▶ _Excerpt_:
▼
Key Takeaways:
- Dragonfly led Venice AI’s $65 million Series A, valuing the company at $1 billion.
- Venice hit 3 million users and turned profitable in Q1 2026 before raising capital.
- Investors got 8.98% equity plus VVV warrants exercisable over eight years.
Crypto venture firm Dragonfly led the round. Coinbase Ventures, North Island Ventures, Archetype, Morgan Creek Digital, and Liquid 2 Ventures also participated. The July 1 announcement marks Venice’s first outside equity raise since launching in 2024.
Voorhees spent two years building Venice before taking outside money. The platform now counts more than 3 million active users. It processes 1.3 trillion tokens per month and handles over 1.7 million daily API calls. Venice turned profitable in the first quarter of 2026, a rare outcome in an industry where many AI firms still burn cash.
Venice positions itself against mainstream chatbots that log user prompts and store conversation history. The platform encrypts inputs client-side and does not retain conversations on its servers. Users can choose among more than 200 AI models, including open-source options with fewer content restrictions alongside closed-source models from providers like OpenAI and Anthropic.
Venice runs its own token economy built around VVV and DIEM. Users stake VVV to mint DIEM, which generates daily AI credits. The company has burned roughly 42% of VVV’s circulating supply and holds 30 million of the 80 million total tokens in its treasury.
▲
▶ _Given entries_:
▼
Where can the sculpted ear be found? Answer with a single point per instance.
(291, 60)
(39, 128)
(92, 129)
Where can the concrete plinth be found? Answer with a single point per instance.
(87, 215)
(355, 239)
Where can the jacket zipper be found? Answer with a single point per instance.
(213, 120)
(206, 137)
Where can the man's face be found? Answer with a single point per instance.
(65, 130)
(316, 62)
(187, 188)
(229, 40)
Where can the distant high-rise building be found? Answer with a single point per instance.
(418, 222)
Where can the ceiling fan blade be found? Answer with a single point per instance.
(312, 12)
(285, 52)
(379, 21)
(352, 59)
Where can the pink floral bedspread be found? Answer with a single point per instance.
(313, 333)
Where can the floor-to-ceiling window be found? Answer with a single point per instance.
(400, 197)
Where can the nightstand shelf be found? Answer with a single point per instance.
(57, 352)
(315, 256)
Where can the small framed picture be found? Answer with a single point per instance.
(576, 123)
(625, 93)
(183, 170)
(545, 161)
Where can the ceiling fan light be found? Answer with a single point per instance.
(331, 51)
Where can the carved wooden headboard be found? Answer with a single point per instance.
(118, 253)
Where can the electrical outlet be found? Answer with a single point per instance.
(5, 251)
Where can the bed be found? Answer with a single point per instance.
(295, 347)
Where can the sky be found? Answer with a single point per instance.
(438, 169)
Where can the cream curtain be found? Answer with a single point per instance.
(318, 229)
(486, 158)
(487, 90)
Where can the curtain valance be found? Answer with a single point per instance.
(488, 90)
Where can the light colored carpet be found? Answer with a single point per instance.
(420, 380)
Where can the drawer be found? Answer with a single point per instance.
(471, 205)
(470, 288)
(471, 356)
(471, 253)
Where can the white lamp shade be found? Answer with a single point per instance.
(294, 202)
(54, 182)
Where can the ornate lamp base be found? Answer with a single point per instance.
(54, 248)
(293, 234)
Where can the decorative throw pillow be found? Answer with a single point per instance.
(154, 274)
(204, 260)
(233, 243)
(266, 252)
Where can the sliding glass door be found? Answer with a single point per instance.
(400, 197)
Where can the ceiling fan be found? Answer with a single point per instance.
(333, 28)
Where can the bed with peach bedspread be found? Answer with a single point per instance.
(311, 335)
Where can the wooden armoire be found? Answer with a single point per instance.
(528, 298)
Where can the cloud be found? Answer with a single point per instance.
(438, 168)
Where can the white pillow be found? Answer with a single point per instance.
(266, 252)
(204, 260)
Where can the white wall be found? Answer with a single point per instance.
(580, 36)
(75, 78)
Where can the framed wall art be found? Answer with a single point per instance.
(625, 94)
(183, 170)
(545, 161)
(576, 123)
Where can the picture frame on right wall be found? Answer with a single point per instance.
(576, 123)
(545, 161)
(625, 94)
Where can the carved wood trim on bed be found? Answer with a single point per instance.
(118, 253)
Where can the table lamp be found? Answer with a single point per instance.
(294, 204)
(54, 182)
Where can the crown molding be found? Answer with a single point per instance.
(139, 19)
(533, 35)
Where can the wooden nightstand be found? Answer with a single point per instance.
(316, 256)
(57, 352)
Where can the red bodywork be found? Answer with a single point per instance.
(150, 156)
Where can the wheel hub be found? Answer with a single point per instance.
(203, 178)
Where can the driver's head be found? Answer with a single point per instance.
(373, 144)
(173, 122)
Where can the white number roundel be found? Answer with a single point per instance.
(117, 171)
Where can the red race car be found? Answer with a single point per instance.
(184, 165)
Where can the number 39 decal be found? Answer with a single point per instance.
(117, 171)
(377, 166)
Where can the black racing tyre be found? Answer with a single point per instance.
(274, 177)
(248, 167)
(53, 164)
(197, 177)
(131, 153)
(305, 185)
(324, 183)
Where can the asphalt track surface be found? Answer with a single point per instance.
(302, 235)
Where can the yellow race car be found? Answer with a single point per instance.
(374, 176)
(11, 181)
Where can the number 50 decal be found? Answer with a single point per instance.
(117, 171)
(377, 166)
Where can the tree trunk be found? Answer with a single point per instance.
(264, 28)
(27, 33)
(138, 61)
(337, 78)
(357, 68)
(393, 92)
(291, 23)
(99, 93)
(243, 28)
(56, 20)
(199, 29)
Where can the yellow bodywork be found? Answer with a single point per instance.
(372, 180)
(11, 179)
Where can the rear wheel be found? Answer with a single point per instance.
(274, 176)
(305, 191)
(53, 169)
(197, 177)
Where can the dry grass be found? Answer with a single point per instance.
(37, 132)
▲
▶ _Your task_:
In the article on Venice AI's funding, what share of VVV's circulating supply has the company burned?

▶ _Answer for the task_:
Roughly 42%.